### Exercise objective
Rewrite the rows from the line containing "In the photo above, where can the high-rise" through the last row, replacing "pendant light fixture" with "hanging lamp" and leaving everything else unchanged. Return only that section, and leave the pictures out.

### Records for the exercise
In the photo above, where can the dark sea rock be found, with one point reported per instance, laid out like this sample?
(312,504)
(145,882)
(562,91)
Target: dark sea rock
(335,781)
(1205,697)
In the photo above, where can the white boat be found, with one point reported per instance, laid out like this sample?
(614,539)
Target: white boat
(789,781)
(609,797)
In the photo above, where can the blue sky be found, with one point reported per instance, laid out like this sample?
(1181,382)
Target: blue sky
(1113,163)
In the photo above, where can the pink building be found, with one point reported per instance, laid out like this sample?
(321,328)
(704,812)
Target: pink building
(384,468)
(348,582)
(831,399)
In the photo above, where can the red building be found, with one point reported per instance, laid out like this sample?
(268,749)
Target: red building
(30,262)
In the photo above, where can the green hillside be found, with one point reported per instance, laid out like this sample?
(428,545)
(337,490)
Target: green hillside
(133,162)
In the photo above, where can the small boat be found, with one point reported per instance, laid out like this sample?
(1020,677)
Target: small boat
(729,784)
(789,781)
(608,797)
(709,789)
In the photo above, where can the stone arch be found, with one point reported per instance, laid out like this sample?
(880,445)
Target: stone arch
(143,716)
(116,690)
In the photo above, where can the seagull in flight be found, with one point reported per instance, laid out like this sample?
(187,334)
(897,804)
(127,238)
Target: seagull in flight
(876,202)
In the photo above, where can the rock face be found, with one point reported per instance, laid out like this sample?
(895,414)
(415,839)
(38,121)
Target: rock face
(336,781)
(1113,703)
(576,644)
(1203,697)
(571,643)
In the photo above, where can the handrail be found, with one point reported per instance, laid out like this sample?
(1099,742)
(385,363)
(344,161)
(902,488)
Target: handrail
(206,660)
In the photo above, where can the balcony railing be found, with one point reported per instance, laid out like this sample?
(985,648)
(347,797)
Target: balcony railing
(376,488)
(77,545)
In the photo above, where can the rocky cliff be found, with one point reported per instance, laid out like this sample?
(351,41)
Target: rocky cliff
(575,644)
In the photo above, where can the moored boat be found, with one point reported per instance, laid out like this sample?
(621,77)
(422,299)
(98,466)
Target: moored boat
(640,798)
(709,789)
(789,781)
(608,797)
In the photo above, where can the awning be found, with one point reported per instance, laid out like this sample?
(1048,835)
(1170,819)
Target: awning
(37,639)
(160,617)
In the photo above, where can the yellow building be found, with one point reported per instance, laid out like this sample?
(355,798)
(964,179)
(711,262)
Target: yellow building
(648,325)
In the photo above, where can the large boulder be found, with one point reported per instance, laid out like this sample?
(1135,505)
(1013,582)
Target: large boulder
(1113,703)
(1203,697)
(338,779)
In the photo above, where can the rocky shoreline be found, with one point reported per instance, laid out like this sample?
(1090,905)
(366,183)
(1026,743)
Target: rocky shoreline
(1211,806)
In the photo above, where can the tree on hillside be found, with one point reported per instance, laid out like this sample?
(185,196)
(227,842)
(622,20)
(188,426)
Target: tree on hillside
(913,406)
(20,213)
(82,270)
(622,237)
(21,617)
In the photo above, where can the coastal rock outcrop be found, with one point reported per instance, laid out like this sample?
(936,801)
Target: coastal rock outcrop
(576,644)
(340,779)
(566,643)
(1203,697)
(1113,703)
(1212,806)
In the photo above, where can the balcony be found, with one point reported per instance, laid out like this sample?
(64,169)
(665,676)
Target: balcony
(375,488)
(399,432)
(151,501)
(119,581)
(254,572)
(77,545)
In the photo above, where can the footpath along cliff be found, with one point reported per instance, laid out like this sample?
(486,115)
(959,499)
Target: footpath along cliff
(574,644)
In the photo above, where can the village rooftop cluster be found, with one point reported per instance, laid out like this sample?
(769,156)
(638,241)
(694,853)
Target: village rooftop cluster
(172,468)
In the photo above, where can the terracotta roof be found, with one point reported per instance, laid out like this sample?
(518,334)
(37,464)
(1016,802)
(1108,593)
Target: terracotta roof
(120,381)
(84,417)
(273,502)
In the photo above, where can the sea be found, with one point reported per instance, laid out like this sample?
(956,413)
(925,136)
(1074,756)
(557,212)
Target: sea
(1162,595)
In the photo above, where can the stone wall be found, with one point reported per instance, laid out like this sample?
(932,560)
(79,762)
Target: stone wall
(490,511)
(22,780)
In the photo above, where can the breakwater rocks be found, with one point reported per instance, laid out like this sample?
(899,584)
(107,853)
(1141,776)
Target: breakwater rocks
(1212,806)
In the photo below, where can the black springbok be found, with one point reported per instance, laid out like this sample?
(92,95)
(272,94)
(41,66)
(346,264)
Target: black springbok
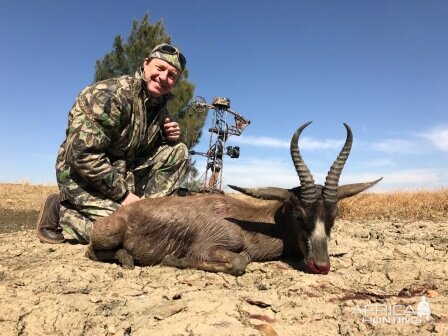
(221,233)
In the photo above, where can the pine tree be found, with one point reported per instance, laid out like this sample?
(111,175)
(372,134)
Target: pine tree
(126,58)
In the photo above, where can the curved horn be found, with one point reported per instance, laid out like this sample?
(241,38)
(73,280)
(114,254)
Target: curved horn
(307,187)
(330,189)
(270,193)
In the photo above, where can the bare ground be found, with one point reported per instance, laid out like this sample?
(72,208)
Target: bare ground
(379,268)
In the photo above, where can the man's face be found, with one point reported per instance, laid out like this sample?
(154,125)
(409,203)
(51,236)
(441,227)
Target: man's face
(160,76)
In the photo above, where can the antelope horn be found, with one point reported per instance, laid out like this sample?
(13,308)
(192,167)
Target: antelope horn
(308,190)
(330,189)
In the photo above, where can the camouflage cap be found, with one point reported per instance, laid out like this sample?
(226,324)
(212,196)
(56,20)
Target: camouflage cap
(169,54)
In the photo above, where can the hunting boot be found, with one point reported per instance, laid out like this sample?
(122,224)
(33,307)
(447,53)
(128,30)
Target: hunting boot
(48,228)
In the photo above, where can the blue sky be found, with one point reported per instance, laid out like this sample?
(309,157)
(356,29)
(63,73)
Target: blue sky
(380,66)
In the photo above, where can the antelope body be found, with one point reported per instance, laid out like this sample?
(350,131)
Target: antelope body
(220,233)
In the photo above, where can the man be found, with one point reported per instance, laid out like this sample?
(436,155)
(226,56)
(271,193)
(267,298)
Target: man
(120,146)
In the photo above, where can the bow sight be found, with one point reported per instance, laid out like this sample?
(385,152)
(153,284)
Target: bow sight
(220,131)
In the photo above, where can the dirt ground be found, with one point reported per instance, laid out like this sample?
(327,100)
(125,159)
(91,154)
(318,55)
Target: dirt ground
(380,272)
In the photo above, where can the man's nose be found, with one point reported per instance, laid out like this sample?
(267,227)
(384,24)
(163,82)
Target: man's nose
(163,75)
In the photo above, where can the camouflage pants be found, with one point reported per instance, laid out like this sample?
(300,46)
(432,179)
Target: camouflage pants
(159,176)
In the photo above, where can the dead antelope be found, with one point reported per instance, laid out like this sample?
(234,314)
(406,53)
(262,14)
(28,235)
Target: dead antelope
(220,233)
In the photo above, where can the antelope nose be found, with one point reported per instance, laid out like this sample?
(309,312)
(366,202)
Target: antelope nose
(316,268)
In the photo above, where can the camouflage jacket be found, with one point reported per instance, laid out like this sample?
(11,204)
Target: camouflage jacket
(113,128)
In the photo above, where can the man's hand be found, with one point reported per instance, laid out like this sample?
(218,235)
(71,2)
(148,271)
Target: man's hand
(130,198)
(171,130)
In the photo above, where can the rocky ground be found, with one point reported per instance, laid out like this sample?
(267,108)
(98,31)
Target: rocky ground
(380,271)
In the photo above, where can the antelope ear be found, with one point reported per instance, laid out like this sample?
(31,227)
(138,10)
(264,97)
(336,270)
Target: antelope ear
(268,193)
(349,190)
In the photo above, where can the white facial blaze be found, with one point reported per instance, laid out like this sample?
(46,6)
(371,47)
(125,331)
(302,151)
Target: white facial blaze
(318,233)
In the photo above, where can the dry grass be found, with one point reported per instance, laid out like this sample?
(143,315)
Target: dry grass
(409,205)
(404,205)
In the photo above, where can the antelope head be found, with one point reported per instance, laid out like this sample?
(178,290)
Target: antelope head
(311,208)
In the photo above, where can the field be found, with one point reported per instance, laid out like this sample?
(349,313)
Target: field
(387,252)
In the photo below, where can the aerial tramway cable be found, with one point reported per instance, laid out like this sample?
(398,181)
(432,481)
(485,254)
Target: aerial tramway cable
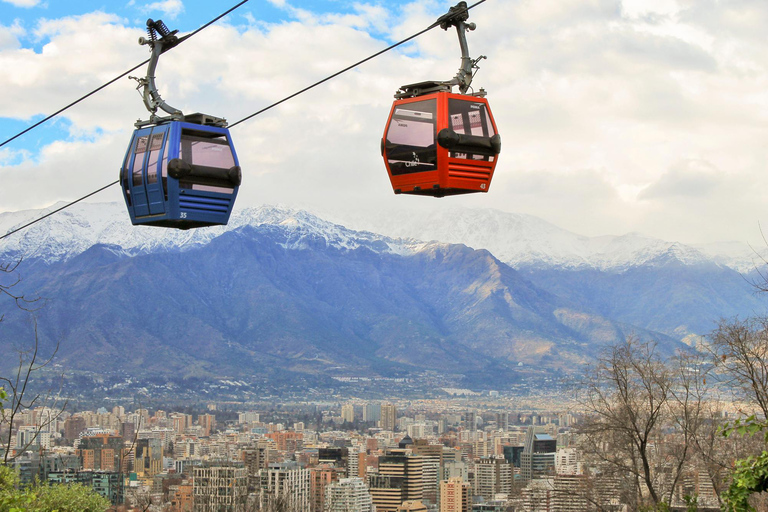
(181,40)
(297,93)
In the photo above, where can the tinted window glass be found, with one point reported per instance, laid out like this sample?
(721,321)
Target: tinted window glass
(410,145)
(209,152)
(470,118)
(156,145)
(138,158)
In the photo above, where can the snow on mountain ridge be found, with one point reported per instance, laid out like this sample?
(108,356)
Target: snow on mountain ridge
(519,240)
(522,240)
(73,231)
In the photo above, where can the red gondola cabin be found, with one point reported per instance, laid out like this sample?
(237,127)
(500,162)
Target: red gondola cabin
(441,144)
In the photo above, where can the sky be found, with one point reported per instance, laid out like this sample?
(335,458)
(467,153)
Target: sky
(616,116)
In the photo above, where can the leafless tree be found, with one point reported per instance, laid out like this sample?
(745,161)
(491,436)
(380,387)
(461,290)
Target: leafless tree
(17,394)
(644,413)
(9,280)
(740,352)
(21,397)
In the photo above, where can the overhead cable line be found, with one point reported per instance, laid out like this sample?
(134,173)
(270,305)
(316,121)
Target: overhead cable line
(414,36)
(433,25)
(58,210)
(181,39)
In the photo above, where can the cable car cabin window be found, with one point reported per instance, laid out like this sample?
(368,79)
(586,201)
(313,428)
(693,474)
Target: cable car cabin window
(164,169)
(138,159)
(411,138)
(156,145)
(211,150)
(470,118)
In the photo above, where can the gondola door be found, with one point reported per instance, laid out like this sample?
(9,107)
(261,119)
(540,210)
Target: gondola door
(157,169)
(138,157)
(149,154)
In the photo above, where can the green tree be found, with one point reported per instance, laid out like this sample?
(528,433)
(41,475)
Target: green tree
(740,352)
(47,498)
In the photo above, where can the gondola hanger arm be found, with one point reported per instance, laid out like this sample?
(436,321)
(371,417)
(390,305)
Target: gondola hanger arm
(152,100)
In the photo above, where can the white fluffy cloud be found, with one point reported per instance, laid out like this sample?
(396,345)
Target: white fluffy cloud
(615,116)
(22,3)
(170,8)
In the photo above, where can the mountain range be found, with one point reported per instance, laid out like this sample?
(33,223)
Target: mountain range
(478,295)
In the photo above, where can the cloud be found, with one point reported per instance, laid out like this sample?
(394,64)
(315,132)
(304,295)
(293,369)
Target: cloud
(22,3)
(615,116)
(687,179)
(170,8)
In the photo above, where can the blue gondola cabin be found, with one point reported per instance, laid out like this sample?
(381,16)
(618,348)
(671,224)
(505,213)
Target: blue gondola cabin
(180,174)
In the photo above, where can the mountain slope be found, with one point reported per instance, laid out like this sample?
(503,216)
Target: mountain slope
(277,296)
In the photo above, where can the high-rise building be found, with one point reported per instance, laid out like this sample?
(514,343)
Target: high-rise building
(220,488)
(101,452)
(208,422)
(255,460)
(348,495)
(348,413)
(455,495)
(538,457)
(388,417)
(148,458)
(493,476)
(470,421)
(73,426)
(433,459)
(288,484)
(372,412)
(405,472)
(320,478)
(502,420)
(412,506)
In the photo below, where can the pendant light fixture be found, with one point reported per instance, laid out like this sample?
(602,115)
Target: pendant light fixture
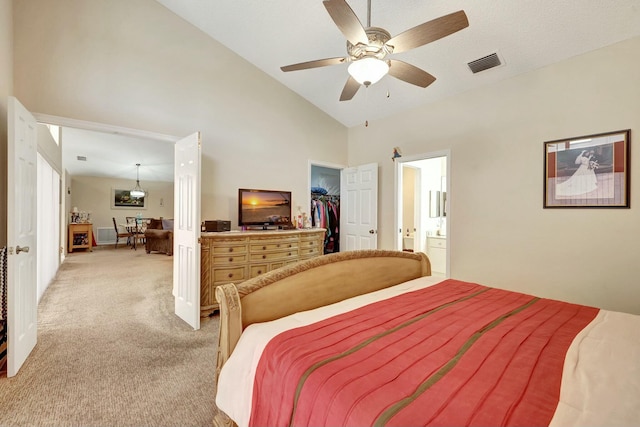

### Final result
In the photo above, where can the high-rise building be found, with one point reported per instance, laid out like this sample?
(514,343)
Target: high-rise building
(220,488)
(101,452)
(208,422)
(255,460)
(348,495)
(348,413)
(455,495)
(538,457)
(388,417)
(148,458)
(493,476)
(470,421)
(73,426)
(433,459)
(288,484)
(372,412)
(405,472)
(320,478)
(502,420)
(412,506)
In the photo below, where can the hanging lamp be found, with one point reported per instance, laid out like this sample?
(602,115)
Target: hanging lamp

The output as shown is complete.